--- START ENTRIES SUPPLIED ---
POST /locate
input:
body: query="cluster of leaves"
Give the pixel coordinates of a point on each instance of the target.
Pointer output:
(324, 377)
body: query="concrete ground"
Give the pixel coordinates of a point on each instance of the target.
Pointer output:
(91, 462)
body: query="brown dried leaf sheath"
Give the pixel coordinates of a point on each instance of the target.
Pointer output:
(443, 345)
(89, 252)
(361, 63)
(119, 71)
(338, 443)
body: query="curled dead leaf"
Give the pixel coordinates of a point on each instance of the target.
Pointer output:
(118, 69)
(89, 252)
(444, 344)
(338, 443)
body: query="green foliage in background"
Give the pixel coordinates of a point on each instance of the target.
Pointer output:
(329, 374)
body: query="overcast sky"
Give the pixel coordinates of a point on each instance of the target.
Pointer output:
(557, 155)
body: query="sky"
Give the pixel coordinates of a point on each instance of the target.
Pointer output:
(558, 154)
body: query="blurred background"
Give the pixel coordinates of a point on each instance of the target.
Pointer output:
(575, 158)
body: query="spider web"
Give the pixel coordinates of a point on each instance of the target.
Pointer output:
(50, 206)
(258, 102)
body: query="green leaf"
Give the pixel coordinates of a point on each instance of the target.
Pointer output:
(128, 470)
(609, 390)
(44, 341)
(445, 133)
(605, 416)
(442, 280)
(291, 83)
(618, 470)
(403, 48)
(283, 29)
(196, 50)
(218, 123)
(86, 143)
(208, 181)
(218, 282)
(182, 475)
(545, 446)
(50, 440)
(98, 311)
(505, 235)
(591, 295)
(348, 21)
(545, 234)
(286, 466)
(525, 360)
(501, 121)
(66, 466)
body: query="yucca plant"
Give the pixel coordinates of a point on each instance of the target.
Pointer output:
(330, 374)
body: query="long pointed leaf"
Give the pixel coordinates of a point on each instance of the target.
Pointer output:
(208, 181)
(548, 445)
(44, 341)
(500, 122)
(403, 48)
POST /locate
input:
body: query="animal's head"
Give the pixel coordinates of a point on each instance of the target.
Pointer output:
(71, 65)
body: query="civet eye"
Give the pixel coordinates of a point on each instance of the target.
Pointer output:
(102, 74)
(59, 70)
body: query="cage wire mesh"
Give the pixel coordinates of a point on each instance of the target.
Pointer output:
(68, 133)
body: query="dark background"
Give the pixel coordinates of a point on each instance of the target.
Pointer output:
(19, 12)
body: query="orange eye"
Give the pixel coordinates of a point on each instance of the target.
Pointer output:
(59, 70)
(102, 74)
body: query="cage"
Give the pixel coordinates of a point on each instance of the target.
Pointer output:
--- END ENTRIES SUPPLIED ---
§ **STATED EXERCISE**
Report every line of the records above that contains the word "green", copying each line unchanged. Case counts, so match the word's capitalization.

§ **THE RESPONSE**
body: query="green foliage in background"
body: query="green leaf"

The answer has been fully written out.